ADHD diagnostics firm raises $6.5M; sees applications for pre- and post-brain surgery assessment
A behavioral health diagnostics firm that developed the first attention-deficit/hyperactivity disorder test approved by the U.S. Food and Drug Administration has raised more than $6 million since May as it continues to expand its device into new markets in the U.S and Europe.
BioBehavioral Diagnostics Quotient testing device measures motion and attention state to report objective data on hyperactivity, impulsivity and inattention — the three core ADHD symptom areas. Above all, the test measures a person’s ability to think before responding.
Much has changed since Byron Hewett joined as CEO. The company’s head office has moved from Massachusetts to Pennsylvania as Hewett is based in the suburban Philadelphia town of Bryn Mawr. The supersized diagnostics device has been reduced to a portable size that’s more cost effective to produce.
The market opportunity for ADHD alone is estimated at $800 million. But the company is researching other applications as well. Dr. Calvin Sumner is the chief medical officer and senior vice president for clinical development. He has overseen the company’s research on applications beyond ADHD, such as for Parkinson’s disease and evaluating people before and after brain surgery. He said the Quotient testing system should be thought of as a platform technology that can be broadly applied.

Data for analysis —
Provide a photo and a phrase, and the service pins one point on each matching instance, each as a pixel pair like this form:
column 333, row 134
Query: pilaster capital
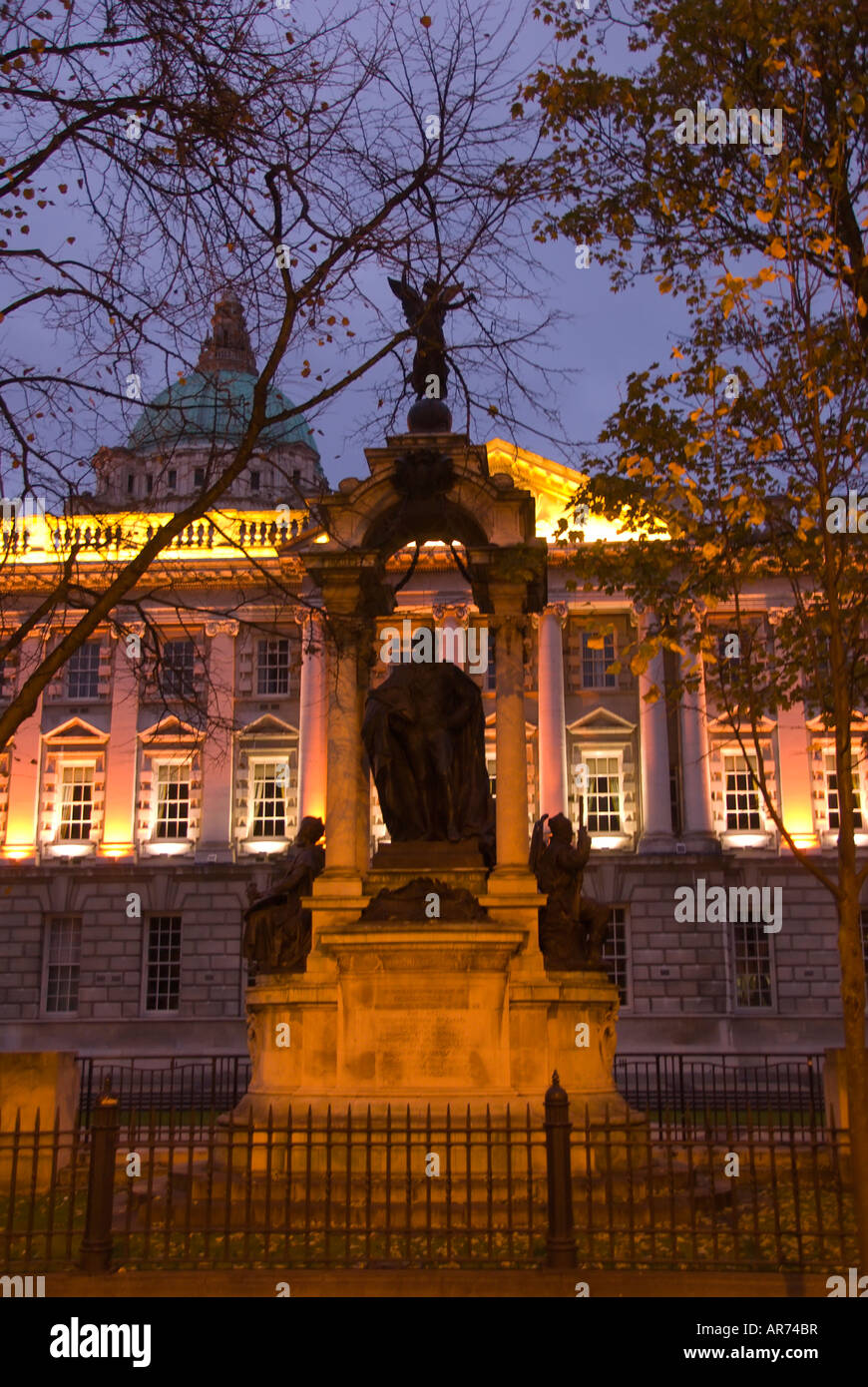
column 776, row 615
column 312, row 616
column 459, row 611
column 124, row 629
column 558, row 609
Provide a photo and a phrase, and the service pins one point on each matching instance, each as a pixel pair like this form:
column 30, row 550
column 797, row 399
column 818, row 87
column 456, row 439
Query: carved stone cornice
column 558, row 609
column 461, row 611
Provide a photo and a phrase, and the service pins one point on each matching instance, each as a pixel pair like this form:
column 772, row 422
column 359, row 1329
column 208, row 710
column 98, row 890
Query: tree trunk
column 853, row 999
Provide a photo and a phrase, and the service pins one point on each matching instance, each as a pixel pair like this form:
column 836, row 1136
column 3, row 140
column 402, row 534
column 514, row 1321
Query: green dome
column 214, row 405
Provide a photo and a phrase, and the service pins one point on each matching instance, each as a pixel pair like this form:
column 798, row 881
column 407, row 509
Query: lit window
column 491, row 765
column 173, row 802
column 84, row 672
column 163, row 964
column 178, row 669
column 269, row 809
column 833, row 799
column 604, row 795
column 490, row 678
column 742, row 793
column 77, row 803
column 273, row 666
column 64, row 949
column 751, row 966
column 595, row 662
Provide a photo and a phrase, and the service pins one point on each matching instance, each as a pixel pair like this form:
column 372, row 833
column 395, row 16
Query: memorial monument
column 420, row 978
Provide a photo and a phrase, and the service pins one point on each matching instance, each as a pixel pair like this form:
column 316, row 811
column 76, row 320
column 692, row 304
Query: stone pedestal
column 437, row 1013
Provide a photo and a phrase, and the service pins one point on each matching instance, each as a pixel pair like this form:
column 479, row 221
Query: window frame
column 72, row 763
column 772, row 982
column 70, row 671
column 608, row 682
column 49, row 924
column 753, row 792
column 262, row 671
column 146, row 964
column 254, row 761
column 157, row 765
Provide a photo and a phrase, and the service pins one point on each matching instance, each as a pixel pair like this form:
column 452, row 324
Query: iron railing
column 188, row 1088
column 681, row 1095
column 448, row 1188
column 688, row 1094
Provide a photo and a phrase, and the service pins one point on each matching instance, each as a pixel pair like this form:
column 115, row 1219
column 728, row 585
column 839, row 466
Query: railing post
column 561, row 1243
column 97, row 1241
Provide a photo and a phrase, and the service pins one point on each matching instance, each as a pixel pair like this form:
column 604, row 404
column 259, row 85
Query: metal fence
column 686, row 1094
column 449, row 1188
column 195, row 1088
column 682, row 1095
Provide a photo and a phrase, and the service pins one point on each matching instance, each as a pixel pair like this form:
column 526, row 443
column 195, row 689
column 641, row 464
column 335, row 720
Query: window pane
column 173, row 800
column 273, row 666
column 595, row 664
column 84, row 672
column 832, row 796
column 272, row 779
column 751, row 966
column 178, row 669
column 615, row 952
column 77, row 803
column 64, row 945
column 742, row 795
column 163, row 966
column 604, row 800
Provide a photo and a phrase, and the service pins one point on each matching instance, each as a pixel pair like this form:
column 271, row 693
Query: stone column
column 654, row 759
column 312, row 717
column 25, row 765
column 552, row 710
column 795, row 765
column 512, row 888
column 120, row 817
column 697, row 818
column 216, row 835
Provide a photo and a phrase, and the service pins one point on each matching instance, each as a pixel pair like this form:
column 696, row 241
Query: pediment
column 269, row 725
column 722, row 727
column 171, row 728
column 530, row 728
column 858, row 722
column 601, row 720
column 77, row 729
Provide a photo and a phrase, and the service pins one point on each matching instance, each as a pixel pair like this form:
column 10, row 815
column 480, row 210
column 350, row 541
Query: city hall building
column 168, row 764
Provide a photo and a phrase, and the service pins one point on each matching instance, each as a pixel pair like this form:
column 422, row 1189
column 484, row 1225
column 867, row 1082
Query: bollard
column 96, row 1250
column 561, row 1243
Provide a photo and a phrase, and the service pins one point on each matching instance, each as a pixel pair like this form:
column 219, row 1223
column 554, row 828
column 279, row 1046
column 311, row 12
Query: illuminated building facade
column 171, row 760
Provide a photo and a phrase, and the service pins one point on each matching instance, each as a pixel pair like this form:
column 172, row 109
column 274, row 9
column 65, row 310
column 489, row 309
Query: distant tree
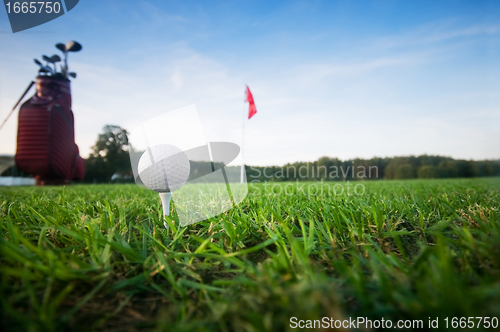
column 428, row 172
column 109, row 155
column 447, row 169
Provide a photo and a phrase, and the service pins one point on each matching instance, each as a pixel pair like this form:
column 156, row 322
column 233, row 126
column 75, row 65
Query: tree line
column 109, row 161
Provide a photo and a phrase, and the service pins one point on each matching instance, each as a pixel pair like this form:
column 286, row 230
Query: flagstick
column 243, row 145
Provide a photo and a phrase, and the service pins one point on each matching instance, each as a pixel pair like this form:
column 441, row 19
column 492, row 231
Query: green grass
column 89, row 257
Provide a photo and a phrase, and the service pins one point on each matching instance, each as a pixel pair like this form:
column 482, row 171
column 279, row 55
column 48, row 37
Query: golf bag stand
column 46, row 135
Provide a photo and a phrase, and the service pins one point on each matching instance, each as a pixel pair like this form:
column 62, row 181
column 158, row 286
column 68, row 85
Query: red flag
column 251, row 104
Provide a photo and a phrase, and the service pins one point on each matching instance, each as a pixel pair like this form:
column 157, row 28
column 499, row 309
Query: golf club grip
column 13, row 109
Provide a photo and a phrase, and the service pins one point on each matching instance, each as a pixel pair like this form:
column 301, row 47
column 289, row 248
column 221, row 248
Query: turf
column 97, row 257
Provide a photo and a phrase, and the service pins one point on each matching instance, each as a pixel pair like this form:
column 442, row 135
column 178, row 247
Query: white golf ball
column 164, row 168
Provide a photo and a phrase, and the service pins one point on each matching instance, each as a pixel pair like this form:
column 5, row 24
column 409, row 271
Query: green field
column 98, row 257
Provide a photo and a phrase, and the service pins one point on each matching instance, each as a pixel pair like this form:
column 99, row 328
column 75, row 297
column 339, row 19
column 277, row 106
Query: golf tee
column 165, row 201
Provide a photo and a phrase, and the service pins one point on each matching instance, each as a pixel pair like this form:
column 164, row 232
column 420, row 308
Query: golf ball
column 164, row 168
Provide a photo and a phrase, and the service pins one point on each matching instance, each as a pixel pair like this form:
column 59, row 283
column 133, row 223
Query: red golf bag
column 46, row 134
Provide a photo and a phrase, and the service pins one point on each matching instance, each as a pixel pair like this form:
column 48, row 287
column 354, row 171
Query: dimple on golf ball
column 164, row 168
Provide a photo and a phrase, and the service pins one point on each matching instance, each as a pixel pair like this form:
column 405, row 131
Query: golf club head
column 73, row 46
column 61, row 47
column 55, row 58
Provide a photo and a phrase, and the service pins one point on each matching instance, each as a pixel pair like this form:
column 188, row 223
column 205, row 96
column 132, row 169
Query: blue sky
column 344, row 79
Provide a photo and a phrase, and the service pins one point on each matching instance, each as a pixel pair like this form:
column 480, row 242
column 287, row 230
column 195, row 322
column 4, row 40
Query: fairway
column 88, row 257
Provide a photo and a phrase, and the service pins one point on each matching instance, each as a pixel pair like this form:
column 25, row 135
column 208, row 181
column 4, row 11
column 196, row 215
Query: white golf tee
column 165, row 201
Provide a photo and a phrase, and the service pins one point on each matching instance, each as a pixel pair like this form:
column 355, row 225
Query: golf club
column 45, row 68
column 71, row 46
column 54, row 59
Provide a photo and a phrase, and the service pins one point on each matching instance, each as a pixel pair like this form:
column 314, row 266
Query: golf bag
column 46, row 136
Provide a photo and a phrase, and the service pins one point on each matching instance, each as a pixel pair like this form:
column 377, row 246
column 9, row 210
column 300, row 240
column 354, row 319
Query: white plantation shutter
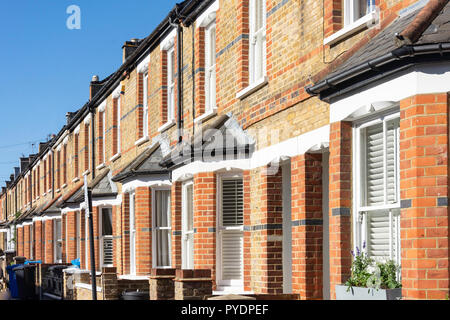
column 231, row 234
column 379, row 179
column 232, row 245
column 375, row 165
column 232, row 203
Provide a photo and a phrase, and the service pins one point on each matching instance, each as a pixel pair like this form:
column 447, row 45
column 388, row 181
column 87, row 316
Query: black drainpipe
column 93, row 141
column 179, row 75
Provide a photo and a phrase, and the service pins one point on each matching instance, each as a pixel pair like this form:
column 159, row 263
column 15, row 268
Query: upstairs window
column 170, row 84
column 377, row 178
column 356, row 9
column 257, row 40
column 210, row 66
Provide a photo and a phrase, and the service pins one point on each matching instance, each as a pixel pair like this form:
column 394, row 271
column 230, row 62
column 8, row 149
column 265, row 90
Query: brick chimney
column 129, row 47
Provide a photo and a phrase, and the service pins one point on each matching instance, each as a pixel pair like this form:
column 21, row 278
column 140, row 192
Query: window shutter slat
column 374, row 165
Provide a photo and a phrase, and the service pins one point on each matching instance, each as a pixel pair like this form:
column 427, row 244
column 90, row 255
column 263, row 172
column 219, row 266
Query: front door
column 188, row 226
column 230, row 234
column 106, row 240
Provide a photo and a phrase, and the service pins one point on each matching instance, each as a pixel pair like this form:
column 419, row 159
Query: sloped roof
column 101, row 186
column 223, row 137
column 145, row 164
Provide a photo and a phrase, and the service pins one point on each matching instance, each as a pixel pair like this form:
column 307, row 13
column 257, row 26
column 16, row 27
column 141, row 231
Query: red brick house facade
column 261, row 139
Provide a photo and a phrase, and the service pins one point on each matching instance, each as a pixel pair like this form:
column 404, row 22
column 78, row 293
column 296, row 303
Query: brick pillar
column 162, row 285
column 125, row 225
column 205, row 222
column 48, row 241
column 176, row 212
column 424, row 174
column 266, row 231
column 71, row 253
column 193, row 284
column 307, row 226
column 26, row 241
column 340, row 203
column 143, row 219
column 117, row 242
column 38, row 239
column 20, row 244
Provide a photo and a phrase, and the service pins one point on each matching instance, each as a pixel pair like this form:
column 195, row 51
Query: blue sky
column 46, row 68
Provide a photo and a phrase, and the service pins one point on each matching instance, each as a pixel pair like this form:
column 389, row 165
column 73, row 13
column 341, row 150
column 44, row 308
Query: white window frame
column 351, row 10
column 210, row 68
column 234, row 285
column 170, row 85
column 257, row 38
column 154, row 228
column 132, row 230
column 102, row 237
column 360, row 210
column 186, row 259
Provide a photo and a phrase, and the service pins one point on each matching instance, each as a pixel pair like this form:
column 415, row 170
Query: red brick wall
column 71, row 253
column 205, row 222
column 26, row 241
column 19, row 241
column 143, row 220
column 340, row 203
column 266, row 233
column 49, row 258
column 307, row 229
column 176, row 219
column 38, row 240
column 424, row 173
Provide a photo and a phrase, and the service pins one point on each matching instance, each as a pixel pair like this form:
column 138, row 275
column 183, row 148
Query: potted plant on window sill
column 370, row 280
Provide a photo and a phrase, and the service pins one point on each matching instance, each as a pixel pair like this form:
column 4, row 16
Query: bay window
column 377, row 193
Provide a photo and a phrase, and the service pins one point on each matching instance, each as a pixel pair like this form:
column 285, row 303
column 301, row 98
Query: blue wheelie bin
column 12, row 281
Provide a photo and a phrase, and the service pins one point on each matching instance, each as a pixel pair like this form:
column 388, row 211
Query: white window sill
column 361, row 23
column 132, row 277
column 208, row 115
column 115, row 157
column 252, row 88
column 141, row 141
column 99, row 167
column 166, row 126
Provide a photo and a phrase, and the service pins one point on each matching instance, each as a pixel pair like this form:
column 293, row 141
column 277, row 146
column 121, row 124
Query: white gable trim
column 424, row 79
column 208, row 15
column 169, row 40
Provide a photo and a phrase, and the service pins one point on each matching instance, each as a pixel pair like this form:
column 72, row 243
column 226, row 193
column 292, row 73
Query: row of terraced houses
column 263, row 140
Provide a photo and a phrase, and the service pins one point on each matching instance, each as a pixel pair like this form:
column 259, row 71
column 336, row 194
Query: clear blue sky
column 46, row 68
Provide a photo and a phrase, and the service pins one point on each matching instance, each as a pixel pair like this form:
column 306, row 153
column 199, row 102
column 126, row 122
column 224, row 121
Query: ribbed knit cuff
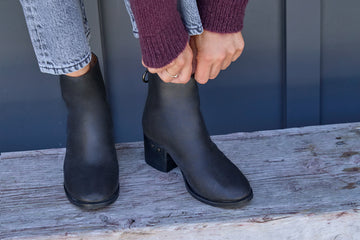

Task requirements —
1. In the ADHD diagnostics article, which state did the company move its head office to?
2. Continue the article on the ADHD diagnostics firm from its last sentence.
The records can be left aside; nothing here depends on them.

Outputs by task —
1. Pennsylvania.

2.
One area it is looking at is when people undergo brain surgery for a neurological problem. When people undergo this kind of surgery, it can create other problems. The assessment platform could be used before and after surgery to help determine what the consequences are of the surgery and how long it could take to recover. Still, in terms of clinical development for applications beyond ADHD, Sumner said it has a long way to go. It expects to prioritize three to five additional applications for the device within a year.
But its main priority is expanding the use of the diagnostics device in the U.S. among physicians as well as neurologists and psychiatrists. It is also pursuing CE Mark clearance in Europe. One thing that frustrates Hewett, as with a lot of other young companies in the medical device sector, is the medical device tax that began in January, particularly since it hits revenue and they have not even begun to make a profit yet. And that has led to the company raising additional revenue. It is seeking to raise an additional $3 million this year, Hewett said.